* _Work to be completed_
In the material below, change every "coordinate pair" to "x,y pair" and leave all other text as it is.

* _Dataset records_

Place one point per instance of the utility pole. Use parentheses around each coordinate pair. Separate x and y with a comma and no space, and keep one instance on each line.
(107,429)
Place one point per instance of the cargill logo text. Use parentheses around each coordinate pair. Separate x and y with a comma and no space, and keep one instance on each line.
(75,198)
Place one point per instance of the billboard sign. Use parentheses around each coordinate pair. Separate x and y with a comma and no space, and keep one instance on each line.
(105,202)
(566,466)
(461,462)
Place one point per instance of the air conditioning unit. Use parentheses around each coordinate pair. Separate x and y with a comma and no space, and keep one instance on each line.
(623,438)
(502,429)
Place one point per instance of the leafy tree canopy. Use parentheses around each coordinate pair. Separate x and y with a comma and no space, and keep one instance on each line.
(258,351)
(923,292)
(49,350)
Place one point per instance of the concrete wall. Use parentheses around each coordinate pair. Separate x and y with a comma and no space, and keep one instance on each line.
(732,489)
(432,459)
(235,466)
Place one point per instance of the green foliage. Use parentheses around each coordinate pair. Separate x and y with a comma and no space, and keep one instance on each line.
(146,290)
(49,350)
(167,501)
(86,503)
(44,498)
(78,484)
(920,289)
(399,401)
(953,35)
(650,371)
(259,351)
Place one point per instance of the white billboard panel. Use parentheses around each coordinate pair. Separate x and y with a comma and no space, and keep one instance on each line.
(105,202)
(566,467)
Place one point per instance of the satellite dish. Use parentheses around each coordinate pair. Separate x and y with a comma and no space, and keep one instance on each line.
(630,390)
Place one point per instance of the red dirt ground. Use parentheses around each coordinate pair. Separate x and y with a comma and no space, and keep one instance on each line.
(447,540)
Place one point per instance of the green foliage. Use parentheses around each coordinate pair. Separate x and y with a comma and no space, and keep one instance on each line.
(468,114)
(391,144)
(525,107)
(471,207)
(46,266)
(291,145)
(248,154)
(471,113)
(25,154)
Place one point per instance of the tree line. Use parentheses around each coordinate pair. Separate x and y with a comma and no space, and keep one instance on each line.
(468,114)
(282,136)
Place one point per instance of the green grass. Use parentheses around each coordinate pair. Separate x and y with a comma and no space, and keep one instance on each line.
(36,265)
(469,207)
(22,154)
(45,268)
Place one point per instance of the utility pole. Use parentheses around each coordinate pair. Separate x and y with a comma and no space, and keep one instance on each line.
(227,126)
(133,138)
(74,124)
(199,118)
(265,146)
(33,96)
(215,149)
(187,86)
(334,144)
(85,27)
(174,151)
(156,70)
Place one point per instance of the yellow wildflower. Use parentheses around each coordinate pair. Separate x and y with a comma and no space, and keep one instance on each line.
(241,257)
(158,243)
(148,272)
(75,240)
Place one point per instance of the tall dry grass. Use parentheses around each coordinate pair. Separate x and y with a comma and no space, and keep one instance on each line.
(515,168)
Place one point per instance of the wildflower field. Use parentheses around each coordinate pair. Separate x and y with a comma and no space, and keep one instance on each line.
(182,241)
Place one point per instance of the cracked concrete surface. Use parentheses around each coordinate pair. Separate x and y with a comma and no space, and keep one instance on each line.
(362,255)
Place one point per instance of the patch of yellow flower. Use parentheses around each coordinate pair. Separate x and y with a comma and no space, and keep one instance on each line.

* _Answer for the task_
Place one point per instance of the utility pole. Use parentheses around each x,y pair. Separate x and y with a comma and no space, and keep one instance on each line.
(107,429)
Place one point per instance of the cargill logo text. Use parentheses around each x,y pair. Separate x and y with a comma and no space, and keep one instance on each line.
(75,198)
Place one point per instance of the billboard sign. Use parentheses around each x,y pair. Separate x and y with a comma and no space, and keep one instance on each line.
(105,202)
(566,466)
(461,462)
Place one point per instance of the air conditioning unit. Use parentheses around each x,y pair. Separate x and y with a comma and no space, and keep one instance on each line.
(623,438)
(502,429)
Place one point per instance of the leafy tree canopy. Use parentheses around each x,y pair. Separate x and y with a comma and no space, and keep one instance on each line.
(258,351)
(923,292)
(49,350)
Place one point per instance of the concrete wall. Use parentheses around each x,y pair. Separate x and y with a comma and no space, and keep one instance on each line.
(732,489)
(432,459)
(235,466)
Place one point per instance of the green foliage. Use parentheses around each x,y pair. Separate x and y with a comma and no space, and keep one instance on each line.
(146,290)
(49,350)
(167,501)
(86,503)
(44,498)
(78,484)
(920,289)
(399,401)
(953,35)
(650,371)
(259,351)
Place one point per instance of the white billboard panel. Use parentheses around each x,y pair. Separate x and y with a comma and no space, and keep one instance on each line.
(105,202)
(566,467)
Place one point per instance of the satellite dish. Use parentheses around each x,y pair. Separate x and y with a comma and no space, and keep one instance on each line.
(630,390)
Place one point per instance of the red dirt ground. Use parentheses around each x,y pair. Separate x and y with a comma and no space, and keep one instance on each line.
(447,540)
Place one point per instance of the green foliage. Use parentheses around each x,y pair. Separate x and y with a comma and no space, and keep one instance on each line.
(468,114)
(391,144)
(525,107)
(471,207)
(46,266)
(291,145)
(248,154)
(471,113)
(25,154)
Place one point per instance of the tree line. Use parentheses around each x,y pair. Separate x and y with a comma and no space, and keep one instance on each line.
(468,114)
(282,136)
Place one point per instance of the green grass. Use parentheses around each x,y pair. Separate x and y with a comma and no space, and keep one instance on each line.
(36,265)
(469,207)
(22,154)
(45,268)
Place one point per instance of the utility pole. Use parentheses around each x,y pair. Separate x and y with a comma and no space, and keep one instance on each line.
(227,126)
(133,138)
(74,124)
(199,118)
(265,146)
(33,96)
(215,149)
(187,86)
(334,144)
(85,27)
(174,151)
(156,70)
Place one point per instance of the yellow wildflower. Use parentheses around each x,y pair. Separate x and y with a comma and no space, and keep one instance on each line.
(241,257)
(158,243)
(148,272)
(75,240)
Place one point per instance of the tall dry grass. Use parentheses around each x,y pair. Separate x and y with a comma and no space, and keep one instance on each line.
(515,168)
Place one point per instance of the wildflower field. Use parentheses around each x,y pair. Separate x and y with a comma and no space, and keep one instance on each line.
(182,241)
Place one point per instance of the cracked concrete surface. Use parentheses around each x,y pair. Separate x and y with a comma and no space, and keep one instance on each line.
(362,255)
Place one point per instance of the patch of yellow flower. Use parentheses around each x,y pair. Separate x and y with a comma and no space, and keep one instance on each line.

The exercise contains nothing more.